Render every item below as a single numbered list, one line per entry, omitting any blank lines and leaving the pictures out.
==== DATA ROWS
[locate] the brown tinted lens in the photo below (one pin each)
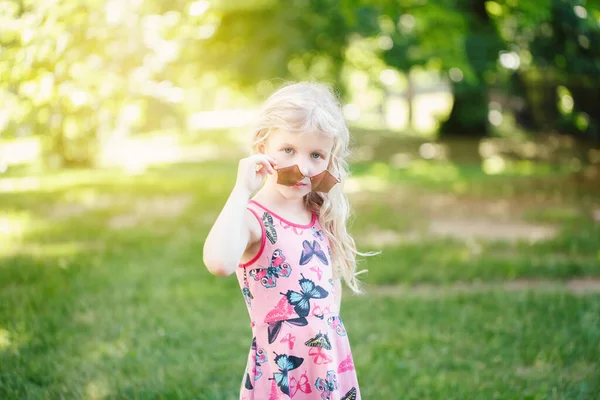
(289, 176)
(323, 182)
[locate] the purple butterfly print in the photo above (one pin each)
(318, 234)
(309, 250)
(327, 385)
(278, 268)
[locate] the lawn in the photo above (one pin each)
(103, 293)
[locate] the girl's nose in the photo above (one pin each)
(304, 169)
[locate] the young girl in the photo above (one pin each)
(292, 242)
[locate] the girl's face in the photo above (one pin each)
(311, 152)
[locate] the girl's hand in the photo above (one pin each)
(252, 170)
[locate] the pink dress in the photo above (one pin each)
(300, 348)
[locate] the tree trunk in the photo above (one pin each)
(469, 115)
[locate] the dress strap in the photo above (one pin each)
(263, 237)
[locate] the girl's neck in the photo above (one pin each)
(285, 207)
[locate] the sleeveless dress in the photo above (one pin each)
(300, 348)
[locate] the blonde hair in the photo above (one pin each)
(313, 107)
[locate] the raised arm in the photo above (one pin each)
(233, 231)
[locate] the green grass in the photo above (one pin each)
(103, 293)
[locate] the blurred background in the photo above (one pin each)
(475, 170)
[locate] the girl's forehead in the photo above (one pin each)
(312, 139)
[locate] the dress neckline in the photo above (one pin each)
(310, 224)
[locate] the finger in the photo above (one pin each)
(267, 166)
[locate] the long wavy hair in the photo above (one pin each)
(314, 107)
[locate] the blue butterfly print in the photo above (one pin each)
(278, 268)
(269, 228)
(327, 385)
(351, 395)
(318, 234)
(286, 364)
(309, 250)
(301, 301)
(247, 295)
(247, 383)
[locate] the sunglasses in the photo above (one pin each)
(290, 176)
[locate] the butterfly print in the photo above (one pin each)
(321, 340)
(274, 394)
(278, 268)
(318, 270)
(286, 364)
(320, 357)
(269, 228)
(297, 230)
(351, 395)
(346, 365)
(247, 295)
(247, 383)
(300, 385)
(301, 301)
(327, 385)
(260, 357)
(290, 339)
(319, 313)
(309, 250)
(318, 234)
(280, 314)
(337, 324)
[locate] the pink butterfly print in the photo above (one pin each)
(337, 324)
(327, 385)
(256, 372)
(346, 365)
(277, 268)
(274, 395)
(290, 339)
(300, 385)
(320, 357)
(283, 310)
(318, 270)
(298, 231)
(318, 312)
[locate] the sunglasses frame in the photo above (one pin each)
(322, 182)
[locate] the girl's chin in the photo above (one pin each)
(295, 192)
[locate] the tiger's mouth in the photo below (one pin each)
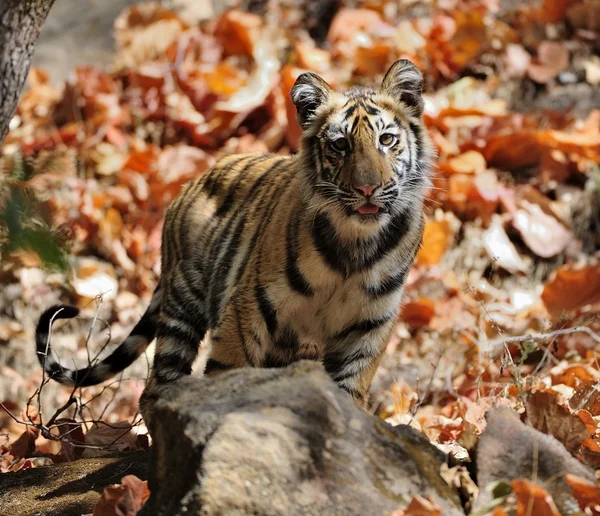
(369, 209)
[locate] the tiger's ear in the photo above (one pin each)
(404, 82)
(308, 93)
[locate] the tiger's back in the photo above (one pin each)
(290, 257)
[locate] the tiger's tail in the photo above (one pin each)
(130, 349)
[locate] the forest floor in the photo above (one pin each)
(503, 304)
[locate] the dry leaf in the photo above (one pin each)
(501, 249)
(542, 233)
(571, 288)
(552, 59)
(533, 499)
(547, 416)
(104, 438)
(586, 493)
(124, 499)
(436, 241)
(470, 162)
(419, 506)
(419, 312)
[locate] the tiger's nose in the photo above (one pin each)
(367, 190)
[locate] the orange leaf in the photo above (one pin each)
========
◆ EXERCISE ANSWER ◆
1. [locate] the brown tinted lens in the photo below (one pin each)
2. (289, 176)
3. (323, 182)
4. [locate] the purple butterfly print in the photo above (one pin each)
5. (318, 234)
6. (309, 250)
7. (327, 385)
8. (278, 268)
9. [locate] the lawn in the photo above (one pin each)
10. (103, 293)
11. [locate] the girl's nose in the photo above (one pin each)
12. (304, 169)
13. [locate] the young girl in the photo above (one pin each)
14. (292, 242)
15. [locate] the girl's face in the photo above (one pin each)
16. (311, 152)
17. [locate] the girl's hand in the photo above (one pin each)
18. (252, 170)
19. [locate] the pink dress in the photo above (one pin each)
20. (300, 348)
21. [locate] the tree trunk in the photo above (one pin each)
22. (469, 115)
23. [locate] the dress strap in the photo above (one pin each)
24. (263, 237)
25. [locate] the girl's neck in the photo above (one pin each)
26. (285, 207)
27. [locate] the sleeveless dress in the photo above (one pin each)
28. (300, 348)
29. [locate] the blonde hair in the photo above (one pin each)
30. (313, 107)
31. [locate] the raised arm in the photo above (one pin each)
32. (233, 231)
33. [locate] the green grass in the photo above (one pin each)
34. (103, 293)
35. [locate] the blurred background in the photo above (one pin each)
36. (475, 170)
37. [locate] the girl's forehead in the photo above (one pin each)
38. (312, 139)
39. [locate] the dress neckline in the photo above (one pin each)
40. (310, 224)
41. [locate] the finger in the photo above (one pin each)
42. (267, 166)
43. [locate] the long wavy hair in the photo above (one pin each)
44. (314, 107)
45. [locate] the blue butterfly print in the photo above (one pin each)
46. (278, 268)
47. (269, 228)
48. (327, 385)
49. (351, 395)
50. (318, 234)
51. (286, 364)
52. (309, 250)
53. (301, 301)
54. (247, 295)
55. (247, 383)
56. [locate] the sunglasses in the photo above (one pin each)
57. (290, 176)
58. [locate] the butterfly print in the photo above (one pin each)
59. (321, 340)
60. (274, 394)
61. (278, 268)
62. (318, 270)
63. (286, 364)
64. (320, 357)
65. (269, 228)
66. (297, 230)
67. (351, 395)
68. (346, 365)
69. (247, 295)
70. (247, 383)
71. (300, 385)
72. (301, 301)
73. (327, 385)
74. (260, 357)
75. (290, 339)
76. (319, 313)
77. (309, 250)
78. (318, 234)
79. (280, 314)
80. (337, 324)
81. [locate] the pink butterfly print in the photo above (one pin each)
82. (337, 324)
83. (327, 385)
84. (256, 372)
85. (346, 365)
86. (277, 268)
87. (274, 395)
88. (290, 339)
89. (300, 385)
90. (320, 357)
91. (283, 310)
92. (318, 270)
93. (298, 231)
94. (318, 312)
95. [locate] the sunglasses frame in the photo above (one pin each)
96. (322, 182)
97. [locate] the girl's chin in the photo above (one pin each)
98. (295, 192)
99. [locate] the tiger's mouth in the photo below (one pin each)
100. (369, 209)
101. [locate] the tiger's ear in the photo above (one pin each)
102. (404, 82)
103. (308, 93)
104. [locate] the tiger's back in the photo above (one pin each)
105. (290, 257)
106. [locate] the tiger's tail in the photo above (one pin each)
107. (130, 349)
108. [locate] the forest floor in the photo above (one pin each)
109. (503, 304)
110. [locate] the dry leaf in the photo above (one pin each)
111. (501, 249)
112. (542, 233)
113. (571, 288)
114. (552, 59)
115. (533, 499)
116. (547, 416)
117. (104, 438)
118. (586, 493)
119. (124, 499)
120. (436, 241)
121. (470, 162)
122. (419, 506)
123. (419, 312)
124. [locate] the tiger's nose in the photo above (one pin each)
125. (367, 190)
126. [locate] the orange leaf in the photo above (one pin each)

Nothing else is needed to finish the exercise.